------ Information shown
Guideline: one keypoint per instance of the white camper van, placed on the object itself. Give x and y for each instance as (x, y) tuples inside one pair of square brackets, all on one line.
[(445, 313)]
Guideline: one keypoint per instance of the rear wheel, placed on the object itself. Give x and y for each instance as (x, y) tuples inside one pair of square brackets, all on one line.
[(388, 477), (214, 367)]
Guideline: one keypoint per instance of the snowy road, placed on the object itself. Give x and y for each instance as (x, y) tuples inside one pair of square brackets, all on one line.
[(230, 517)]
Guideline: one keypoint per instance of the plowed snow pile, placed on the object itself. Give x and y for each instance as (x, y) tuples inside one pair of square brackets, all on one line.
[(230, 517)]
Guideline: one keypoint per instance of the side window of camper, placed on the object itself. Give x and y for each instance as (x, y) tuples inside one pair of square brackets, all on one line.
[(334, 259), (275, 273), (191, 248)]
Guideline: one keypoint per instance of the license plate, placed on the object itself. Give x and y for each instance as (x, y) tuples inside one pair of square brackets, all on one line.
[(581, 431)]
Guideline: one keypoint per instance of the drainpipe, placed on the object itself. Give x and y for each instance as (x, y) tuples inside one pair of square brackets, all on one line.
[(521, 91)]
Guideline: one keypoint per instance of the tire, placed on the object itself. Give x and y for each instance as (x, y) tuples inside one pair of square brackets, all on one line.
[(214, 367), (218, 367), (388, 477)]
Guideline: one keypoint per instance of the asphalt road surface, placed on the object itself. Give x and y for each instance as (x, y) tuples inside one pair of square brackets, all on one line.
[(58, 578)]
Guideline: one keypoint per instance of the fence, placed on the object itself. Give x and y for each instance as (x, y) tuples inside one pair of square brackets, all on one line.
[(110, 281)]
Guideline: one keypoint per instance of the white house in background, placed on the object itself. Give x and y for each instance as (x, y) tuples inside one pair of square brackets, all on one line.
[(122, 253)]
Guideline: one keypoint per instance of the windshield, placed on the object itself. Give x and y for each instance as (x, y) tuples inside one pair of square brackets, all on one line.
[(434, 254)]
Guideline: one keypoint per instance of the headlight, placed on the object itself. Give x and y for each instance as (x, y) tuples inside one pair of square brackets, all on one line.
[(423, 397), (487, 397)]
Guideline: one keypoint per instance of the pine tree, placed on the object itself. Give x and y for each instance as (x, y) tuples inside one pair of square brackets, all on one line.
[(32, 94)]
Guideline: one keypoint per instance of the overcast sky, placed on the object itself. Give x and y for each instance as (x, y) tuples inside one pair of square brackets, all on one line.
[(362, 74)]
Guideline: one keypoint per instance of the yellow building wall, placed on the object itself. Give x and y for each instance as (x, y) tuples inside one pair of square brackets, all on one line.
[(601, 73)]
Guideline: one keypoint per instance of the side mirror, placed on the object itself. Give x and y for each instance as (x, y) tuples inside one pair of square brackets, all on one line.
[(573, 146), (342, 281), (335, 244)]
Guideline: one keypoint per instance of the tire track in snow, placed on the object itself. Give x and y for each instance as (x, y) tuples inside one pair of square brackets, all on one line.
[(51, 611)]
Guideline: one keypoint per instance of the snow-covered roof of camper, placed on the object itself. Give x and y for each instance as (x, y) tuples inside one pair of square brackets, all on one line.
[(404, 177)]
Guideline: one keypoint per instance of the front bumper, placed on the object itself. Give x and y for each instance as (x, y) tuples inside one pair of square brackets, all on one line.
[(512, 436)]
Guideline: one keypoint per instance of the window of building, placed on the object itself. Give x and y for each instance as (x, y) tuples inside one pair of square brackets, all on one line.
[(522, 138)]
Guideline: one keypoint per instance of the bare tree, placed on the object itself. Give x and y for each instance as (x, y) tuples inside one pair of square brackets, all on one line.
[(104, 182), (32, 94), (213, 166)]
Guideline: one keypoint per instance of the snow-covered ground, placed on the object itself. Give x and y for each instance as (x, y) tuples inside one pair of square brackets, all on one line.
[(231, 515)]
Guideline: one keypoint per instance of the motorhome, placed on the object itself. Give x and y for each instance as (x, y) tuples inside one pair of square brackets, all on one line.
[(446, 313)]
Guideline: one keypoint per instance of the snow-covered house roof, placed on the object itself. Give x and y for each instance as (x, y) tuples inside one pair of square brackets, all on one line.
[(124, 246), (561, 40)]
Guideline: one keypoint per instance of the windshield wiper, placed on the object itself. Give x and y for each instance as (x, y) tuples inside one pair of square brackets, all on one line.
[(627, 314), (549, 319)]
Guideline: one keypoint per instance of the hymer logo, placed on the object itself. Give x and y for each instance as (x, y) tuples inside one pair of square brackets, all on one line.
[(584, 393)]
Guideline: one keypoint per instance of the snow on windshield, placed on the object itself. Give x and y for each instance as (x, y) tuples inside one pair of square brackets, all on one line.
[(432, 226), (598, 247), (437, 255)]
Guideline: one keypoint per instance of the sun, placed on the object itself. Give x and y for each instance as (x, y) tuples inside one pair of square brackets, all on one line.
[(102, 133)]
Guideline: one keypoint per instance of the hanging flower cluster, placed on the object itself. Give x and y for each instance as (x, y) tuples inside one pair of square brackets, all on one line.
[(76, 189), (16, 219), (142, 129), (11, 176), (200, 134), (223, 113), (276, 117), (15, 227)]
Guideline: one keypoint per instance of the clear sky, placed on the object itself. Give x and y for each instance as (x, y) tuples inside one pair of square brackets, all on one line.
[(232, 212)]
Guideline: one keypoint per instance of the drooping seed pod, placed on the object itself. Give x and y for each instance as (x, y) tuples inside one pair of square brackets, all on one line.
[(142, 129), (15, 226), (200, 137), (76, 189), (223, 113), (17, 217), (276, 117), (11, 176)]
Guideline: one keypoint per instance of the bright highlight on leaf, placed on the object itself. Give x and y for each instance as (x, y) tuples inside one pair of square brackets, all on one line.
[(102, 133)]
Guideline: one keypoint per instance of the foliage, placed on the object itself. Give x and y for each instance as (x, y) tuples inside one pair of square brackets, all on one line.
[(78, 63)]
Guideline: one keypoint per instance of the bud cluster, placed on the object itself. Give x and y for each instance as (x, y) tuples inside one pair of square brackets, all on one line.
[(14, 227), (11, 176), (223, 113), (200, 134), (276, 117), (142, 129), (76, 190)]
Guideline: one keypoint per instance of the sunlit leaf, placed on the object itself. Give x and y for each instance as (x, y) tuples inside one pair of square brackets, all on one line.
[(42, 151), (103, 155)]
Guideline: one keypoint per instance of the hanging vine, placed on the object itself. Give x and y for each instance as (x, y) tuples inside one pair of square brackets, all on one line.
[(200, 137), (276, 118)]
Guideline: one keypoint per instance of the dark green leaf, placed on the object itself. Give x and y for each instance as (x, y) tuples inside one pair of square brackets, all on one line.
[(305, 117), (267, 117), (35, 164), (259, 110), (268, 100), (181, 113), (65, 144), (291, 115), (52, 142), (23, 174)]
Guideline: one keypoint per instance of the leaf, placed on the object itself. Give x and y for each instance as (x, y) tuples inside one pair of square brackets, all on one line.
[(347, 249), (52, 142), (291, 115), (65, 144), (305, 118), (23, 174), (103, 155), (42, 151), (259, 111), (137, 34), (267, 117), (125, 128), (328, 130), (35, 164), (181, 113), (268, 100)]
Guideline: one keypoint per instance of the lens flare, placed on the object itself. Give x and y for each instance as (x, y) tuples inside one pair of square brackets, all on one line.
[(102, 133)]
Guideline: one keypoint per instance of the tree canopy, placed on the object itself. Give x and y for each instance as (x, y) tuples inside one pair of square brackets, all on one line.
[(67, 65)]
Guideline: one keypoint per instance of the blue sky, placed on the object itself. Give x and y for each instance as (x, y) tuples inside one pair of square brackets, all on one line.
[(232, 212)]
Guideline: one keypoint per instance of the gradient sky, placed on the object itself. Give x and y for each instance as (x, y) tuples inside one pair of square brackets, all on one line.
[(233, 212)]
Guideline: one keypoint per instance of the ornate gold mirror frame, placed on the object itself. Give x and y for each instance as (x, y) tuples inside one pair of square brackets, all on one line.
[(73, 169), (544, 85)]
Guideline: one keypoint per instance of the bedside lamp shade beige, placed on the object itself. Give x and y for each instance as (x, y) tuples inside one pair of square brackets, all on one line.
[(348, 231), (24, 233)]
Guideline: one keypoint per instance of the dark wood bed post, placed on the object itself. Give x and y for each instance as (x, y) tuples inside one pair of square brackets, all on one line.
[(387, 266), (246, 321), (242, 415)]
------------
Task goal | Take the line with "Guideline: one keypoint per instance of the dark green" and all lines after it through the end of the records, and write them out exactly; include nothing else.

Exercise response |
Guideline: one keypoint per instance of the dark green leaf, placed on the object itself. Give x and y for each instance as (x, y) tuples inside one pair of square brackets, all on one line.
[(305, 117), (267, 117), (35, 164), (259, 110), (268, 100), (181, 113), (65, 144), (291, 115), (52, 142), (23, 174)]
Guideline: one keypoint per instance of the leaf, placed on the object itself. Give x and y for each instance as (x, y) tuples inside one pair of square brackets, all on one line.
[(347, 249), (52, 142), (291, 115), (65, 144), (305, 118), (23, 174), (103, 155), (42, 151), (259, 111), (137, 34), (267, 117), (125, 128), (328, 130), (35, 164), (181, 113), (268, 100)]
Guideline: one keypoint per instance of the lens flare, placed on the object itself. Give x and y for each instance as (x, y) tuples inside one pair of square brackets, all on one line.
[(102, 133)]
Guideline: one keypoint per instance of the tree canopy, placed on the object itself. Give x and y for each instance as (x, y) tuples inside one pair of square brackets, all on one line.
[(67, 65)]
Guideline: one keypoint per instance of the blue sky, placed on the object itself. Give x and y for each instance as (x, y) tuples inside one pair of square brackets, all on one line.
[(232, 212)]
Guideline: one keypoint per instance of the gradient sky, placed on the object itself. Give x and y for each instance as (x, y) tuples inside one pair of square brackets, all on one line.
[(233, 212)]
Guideline: one keypoint per instance of the ornate gold mirror frame, placed on the object itself. Give x and y for each instance as (x, y) tuples inside one pair of square brackets, all on one line.
[(73, 169), (544, 85)]
Guideline: one keypoint per instance of the bedside lamp shade beige, placed on the object itself. Give x and y for each instance as (x, y) tuples inside one pair of square brackets, all on one line.
[(348, 231), (24, 233)]
Guideline: one keypoint per instance of the dark wood bed post, placed on the object itself. Give x and y for each instance as (x, y) tuples inside one pair of square brackets, all on one line.
[(387, 266), (246, 321), (242, 415)]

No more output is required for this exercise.